* [ФРАГМЕНТ ТЕКСТА]:
Николай Непомнящий - Неизвестная Великая Отечественная
…Вот в эту-то Локотскую республику, где хватало патронов и хлеба, пушек и масла, и прибрела в конце 1941 года сделавшая свой окончательный выбор Тоня Макарова.
На фронт ее призвали из Москвы, куда Антонина приехала незадолго до войны из глухой деревушки Малая Волковка, что под Смоленском, учиться и работать. Прошла курсы пулеметчиков, потом санитарные курсы — и на оборону столицы. Тут она попадает в Вяземский котел, где на глазах у нее гибнут сотни тысяч людей, и у окруженной смертью девушки раз и навсегда ломается психика.
Потом будут голодные метания по Брянским лесам со случайными попутчиками, становившимися ее сожителями, так же как она, выбиравшимися из окружения. Так она попадает в руки полицаев села Локоть.
По ее словам на допросе в 1978-м, ее принял лично Каминский. Разговор был коротким, почти как в «Тарасе Бульбе».
— Веришь? Перекрестись. Хорошо. Как относишься к коммунистам?
— Ненавижу, — твердо ответила верующая комсомолка.
— Стрелять можешь?
— Могу.
— Рука не дрогнет?
— Нет.
— Иди во взвод.
Через день она присягнула фюреру и получила оружие — пулемет. И первый раз нажала на гашетку.
Тонька-пулеметчица, как ее называли тогда, работала на оккупированной немецкими войсками советской территории с 1941 по 1943 год, приводя в исполнение массовые смертные приговоры фашистов партизанским семьям.
Передергивая затвор пулемета, она не думала о тех, кого расстреливает — детей, женщин, стариков, — это было для нее просто работой. «Какая чушь, что потом мучают угрызения совести. Что те, кого убиваешь, приходят по ночам в кошмарах. Мне до сих пор не приснился ни один», — говорила она своим следователям на допросах.
«Макарова-Гинзбург рассказывала, что первый раз ее вывели на расстрел партизан совершенно пьяной, она не понимала, что делала, — вспоминает следователь по ее делу Леонид Савоськин. — Но заплатили хорошо — 30 марок и предложили сотрудничество на постоянной основе. Ведь никому из русских полицаев не хотелось мараться, они предпочли, чтобы казни партизан и членов их семей совершала женщина. Бездомной и одинокой Антонине дали койку в комнате на местном конезаводе, где можно было ночевать и хранить пулемет. Утром она добровольно вышла на работу».
Из допроса Антонины Макаровой-Гинзбург, июнь 1978 года:
«Я не знала тех, кого расстреливаю. Они меня не знали. Поэтому стыдно мне перед ними не было. Бывало, выстрелишь, подойдешь ближе, а кое-кто еще дергается. Тогда снова стреляла в голову, чтобы человек не мучился. Иногда у нескольких заключенных на груди был подвешен кусок фанеры с надписью «партизан». Некоторые перед смертью что-то пели. После казней я чистила пулемет в караульном помещении или во дворе. Патронов было в достатке…»

* [ВЫДЕРЖКИ ИЗ ЗАПИСЕЙ]:
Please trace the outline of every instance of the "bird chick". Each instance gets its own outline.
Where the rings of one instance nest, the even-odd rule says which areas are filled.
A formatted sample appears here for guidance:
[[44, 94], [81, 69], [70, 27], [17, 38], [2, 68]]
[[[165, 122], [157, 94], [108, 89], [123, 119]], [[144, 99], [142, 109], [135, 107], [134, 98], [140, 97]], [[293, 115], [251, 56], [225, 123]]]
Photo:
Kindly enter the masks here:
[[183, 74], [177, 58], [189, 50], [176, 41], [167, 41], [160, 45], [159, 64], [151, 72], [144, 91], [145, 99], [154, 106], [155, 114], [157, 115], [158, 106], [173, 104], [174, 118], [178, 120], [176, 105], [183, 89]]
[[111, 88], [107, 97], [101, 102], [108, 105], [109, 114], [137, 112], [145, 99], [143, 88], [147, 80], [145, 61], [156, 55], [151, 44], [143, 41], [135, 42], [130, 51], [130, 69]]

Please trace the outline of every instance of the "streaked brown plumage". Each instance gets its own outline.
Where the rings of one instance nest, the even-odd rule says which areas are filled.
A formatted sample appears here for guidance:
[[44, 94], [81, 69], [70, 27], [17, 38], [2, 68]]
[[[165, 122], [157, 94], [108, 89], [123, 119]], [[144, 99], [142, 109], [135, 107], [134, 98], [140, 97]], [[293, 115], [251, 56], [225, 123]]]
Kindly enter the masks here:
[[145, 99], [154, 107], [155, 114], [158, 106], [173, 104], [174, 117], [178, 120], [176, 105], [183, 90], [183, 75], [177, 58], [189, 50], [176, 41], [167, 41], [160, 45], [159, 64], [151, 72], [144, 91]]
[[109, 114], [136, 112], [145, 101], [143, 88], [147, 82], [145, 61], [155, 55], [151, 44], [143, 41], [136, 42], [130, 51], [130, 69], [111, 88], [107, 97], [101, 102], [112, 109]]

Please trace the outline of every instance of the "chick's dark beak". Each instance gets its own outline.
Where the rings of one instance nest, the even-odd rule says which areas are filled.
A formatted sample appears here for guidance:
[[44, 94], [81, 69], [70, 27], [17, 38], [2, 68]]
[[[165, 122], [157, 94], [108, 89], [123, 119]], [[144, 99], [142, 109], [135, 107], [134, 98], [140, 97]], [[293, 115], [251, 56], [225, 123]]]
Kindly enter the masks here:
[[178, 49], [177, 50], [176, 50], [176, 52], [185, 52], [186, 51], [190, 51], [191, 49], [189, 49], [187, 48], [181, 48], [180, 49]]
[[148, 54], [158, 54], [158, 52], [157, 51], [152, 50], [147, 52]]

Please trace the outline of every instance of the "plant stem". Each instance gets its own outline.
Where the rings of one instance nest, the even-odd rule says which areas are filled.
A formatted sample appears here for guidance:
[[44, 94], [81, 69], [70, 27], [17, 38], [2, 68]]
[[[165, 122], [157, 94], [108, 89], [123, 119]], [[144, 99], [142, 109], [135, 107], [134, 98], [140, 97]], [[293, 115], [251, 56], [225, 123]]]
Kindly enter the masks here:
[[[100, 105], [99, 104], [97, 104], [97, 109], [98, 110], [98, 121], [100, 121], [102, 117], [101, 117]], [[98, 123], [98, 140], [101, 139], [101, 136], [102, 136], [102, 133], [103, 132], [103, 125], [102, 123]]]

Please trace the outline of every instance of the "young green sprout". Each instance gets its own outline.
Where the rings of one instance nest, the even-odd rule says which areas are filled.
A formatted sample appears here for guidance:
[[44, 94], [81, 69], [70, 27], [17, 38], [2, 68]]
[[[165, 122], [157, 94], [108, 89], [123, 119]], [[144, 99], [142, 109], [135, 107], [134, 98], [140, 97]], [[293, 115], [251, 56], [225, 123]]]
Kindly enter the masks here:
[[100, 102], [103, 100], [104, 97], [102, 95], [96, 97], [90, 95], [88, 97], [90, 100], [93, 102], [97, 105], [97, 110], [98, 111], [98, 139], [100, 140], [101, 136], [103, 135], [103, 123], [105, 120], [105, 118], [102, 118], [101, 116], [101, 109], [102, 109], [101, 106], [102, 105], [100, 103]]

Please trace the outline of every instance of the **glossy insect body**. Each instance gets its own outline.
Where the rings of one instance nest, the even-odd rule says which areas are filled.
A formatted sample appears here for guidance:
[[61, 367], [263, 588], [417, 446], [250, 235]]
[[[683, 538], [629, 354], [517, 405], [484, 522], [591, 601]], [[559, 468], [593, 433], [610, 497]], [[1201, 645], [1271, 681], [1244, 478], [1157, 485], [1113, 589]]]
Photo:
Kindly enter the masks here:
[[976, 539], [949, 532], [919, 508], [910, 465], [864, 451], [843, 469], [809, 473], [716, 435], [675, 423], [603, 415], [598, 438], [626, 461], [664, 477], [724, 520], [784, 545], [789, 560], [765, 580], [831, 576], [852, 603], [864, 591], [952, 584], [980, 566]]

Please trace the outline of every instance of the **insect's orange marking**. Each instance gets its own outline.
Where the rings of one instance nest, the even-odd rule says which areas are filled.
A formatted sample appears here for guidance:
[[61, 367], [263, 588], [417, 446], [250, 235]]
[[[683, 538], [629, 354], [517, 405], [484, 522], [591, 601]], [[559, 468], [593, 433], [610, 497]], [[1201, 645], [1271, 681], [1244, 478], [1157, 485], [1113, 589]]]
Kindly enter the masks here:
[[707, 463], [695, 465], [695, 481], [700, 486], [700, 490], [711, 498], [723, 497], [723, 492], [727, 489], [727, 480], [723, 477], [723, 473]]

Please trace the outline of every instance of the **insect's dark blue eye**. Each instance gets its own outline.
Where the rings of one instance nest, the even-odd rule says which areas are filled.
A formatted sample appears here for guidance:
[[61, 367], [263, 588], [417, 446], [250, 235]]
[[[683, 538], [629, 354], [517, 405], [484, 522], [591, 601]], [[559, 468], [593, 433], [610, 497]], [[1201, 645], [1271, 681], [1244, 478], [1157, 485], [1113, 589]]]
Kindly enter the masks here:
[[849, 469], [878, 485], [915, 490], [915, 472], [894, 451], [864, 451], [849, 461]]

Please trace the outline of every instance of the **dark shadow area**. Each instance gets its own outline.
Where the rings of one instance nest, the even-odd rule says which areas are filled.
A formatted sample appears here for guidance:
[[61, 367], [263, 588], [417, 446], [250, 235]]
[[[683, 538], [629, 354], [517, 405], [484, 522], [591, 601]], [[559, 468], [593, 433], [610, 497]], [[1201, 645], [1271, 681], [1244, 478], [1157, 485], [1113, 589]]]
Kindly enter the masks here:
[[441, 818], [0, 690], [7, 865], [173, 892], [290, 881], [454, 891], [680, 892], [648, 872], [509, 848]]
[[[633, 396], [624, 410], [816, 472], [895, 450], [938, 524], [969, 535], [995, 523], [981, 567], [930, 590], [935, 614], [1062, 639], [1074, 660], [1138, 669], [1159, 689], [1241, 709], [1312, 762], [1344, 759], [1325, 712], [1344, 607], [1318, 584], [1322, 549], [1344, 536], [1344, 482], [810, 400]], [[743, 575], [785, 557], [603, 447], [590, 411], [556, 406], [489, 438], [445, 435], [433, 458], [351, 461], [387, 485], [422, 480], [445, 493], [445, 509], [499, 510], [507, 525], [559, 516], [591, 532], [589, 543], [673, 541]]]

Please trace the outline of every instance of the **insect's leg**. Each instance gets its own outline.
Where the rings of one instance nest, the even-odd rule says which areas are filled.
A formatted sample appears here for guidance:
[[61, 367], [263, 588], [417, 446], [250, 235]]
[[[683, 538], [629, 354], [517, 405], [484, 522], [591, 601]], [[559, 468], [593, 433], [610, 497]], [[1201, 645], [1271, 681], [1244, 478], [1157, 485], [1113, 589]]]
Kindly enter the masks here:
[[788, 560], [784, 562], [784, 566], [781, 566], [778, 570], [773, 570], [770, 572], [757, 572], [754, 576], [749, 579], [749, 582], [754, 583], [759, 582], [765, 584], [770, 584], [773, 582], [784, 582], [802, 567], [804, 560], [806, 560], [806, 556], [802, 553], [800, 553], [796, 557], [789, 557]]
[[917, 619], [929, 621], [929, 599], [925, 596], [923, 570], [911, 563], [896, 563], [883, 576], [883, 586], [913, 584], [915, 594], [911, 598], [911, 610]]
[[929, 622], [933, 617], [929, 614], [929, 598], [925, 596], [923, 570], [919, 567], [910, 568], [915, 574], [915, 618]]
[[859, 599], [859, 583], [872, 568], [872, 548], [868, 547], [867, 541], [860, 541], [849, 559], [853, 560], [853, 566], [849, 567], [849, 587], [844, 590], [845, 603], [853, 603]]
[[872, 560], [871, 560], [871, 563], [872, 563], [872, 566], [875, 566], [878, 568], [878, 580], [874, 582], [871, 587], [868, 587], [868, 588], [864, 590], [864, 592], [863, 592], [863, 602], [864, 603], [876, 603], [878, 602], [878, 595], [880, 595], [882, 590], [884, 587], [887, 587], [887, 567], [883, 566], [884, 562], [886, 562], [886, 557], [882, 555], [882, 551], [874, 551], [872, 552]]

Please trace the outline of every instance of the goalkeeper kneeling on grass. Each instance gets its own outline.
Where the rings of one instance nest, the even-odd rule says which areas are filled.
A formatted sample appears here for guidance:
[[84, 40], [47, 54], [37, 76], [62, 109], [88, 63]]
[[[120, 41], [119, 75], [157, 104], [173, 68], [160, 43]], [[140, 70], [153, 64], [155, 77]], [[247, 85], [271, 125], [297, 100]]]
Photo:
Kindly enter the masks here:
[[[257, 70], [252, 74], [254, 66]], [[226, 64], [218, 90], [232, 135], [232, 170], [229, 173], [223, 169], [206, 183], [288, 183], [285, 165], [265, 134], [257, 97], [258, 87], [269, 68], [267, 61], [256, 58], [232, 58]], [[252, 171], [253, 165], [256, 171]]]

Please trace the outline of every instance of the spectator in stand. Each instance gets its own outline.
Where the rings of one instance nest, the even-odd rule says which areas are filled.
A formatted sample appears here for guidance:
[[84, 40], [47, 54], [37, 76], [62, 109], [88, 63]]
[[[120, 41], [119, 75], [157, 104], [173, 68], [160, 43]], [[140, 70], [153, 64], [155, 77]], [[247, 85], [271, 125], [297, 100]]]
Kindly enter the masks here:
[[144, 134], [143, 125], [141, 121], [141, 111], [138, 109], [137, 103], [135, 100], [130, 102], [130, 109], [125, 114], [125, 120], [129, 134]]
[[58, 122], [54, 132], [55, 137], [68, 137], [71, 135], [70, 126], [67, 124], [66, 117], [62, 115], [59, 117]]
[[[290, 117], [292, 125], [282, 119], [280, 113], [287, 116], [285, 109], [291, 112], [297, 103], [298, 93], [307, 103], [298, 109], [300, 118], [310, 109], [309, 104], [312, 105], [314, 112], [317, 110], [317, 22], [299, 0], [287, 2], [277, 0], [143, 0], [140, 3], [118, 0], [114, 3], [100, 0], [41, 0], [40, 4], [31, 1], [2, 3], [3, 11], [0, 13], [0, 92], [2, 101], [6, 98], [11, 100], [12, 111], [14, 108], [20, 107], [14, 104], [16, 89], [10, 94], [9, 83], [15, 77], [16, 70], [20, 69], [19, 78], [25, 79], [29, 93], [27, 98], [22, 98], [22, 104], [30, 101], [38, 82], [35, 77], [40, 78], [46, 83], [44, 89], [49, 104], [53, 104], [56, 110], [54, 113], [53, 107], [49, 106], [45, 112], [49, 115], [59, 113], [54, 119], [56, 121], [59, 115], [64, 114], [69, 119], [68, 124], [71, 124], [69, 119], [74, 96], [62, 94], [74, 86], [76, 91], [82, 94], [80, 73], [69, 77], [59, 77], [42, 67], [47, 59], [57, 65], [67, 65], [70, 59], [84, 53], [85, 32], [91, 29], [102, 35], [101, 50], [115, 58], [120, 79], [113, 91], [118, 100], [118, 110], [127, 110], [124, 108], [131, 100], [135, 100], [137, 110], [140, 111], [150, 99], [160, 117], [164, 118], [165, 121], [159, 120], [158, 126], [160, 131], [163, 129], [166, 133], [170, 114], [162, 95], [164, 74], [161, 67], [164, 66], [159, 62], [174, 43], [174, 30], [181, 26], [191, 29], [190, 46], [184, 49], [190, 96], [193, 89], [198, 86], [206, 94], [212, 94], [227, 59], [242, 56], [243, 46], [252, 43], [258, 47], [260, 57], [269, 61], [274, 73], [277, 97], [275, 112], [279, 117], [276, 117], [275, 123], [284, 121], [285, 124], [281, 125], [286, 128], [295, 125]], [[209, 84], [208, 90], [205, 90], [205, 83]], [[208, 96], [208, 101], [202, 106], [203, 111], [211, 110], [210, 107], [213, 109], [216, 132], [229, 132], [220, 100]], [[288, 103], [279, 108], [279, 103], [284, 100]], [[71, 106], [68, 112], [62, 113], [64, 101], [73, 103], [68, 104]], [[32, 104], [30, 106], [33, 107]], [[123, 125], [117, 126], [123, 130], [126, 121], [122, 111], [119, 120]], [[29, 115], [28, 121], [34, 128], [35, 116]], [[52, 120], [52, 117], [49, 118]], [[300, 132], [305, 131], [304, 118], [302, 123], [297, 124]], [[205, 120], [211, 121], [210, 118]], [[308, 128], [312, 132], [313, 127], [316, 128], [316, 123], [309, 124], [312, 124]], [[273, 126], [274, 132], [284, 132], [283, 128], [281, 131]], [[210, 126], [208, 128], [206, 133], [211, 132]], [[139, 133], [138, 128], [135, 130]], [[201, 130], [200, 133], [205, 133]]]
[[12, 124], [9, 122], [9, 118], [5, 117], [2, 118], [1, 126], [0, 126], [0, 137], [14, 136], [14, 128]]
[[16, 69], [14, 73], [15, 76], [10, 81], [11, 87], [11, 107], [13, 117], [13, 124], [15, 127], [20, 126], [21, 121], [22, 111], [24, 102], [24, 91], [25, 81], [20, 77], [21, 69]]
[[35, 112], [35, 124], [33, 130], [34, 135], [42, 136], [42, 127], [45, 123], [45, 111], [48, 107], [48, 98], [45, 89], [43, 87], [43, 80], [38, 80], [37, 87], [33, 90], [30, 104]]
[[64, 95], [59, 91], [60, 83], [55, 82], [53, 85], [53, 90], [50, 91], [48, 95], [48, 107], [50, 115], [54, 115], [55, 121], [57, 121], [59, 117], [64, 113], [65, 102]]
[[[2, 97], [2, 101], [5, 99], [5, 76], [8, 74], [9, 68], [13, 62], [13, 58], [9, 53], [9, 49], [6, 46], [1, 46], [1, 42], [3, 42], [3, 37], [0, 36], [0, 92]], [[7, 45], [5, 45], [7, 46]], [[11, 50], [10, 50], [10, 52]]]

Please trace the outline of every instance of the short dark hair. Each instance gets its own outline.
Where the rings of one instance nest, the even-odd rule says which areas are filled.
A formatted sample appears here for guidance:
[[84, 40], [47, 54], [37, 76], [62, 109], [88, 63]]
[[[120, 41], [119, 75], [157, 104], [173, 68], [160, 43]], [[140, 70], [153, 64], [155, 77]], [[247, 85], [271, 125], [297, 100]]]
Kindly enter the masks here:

* [ЗАДАНИЯ]:
a. Напечатайте часть отрывка о Тоньке-пулеметчице, начиная со слов «Потом будут голодные» и до слов «ответила верующая комсомолка.» включительно.
b. Выпишите из отрывка о Тоньке-пулеметчице все вопросы, которые Каминский задал ей при первом разговоре.

* [ОТВЕТЫ К УПРАЖНЕНИЮ]:
a.
Потом будут голодные метания по Брянским лесам со случайными попутчиками, становившимися ее сожителями, так же как она, выбиравшимися из окружения. Так она попадает в руки полицаев села Локоть.
По ее словам на допросе в 1978-м, ее принял лично Каминский. Разговор был коротким, почти как в «Тарасе Бульбе».
— Веришь? Перекрестись. Хорошо. Как относишься к коммунистам?
— Ненавижу, — твердо ответила верующая комсомолка.

b.
- Веришь?
- Как относишься к коммунистам?
- Стрелять можешь?
- Рука не дрогнет?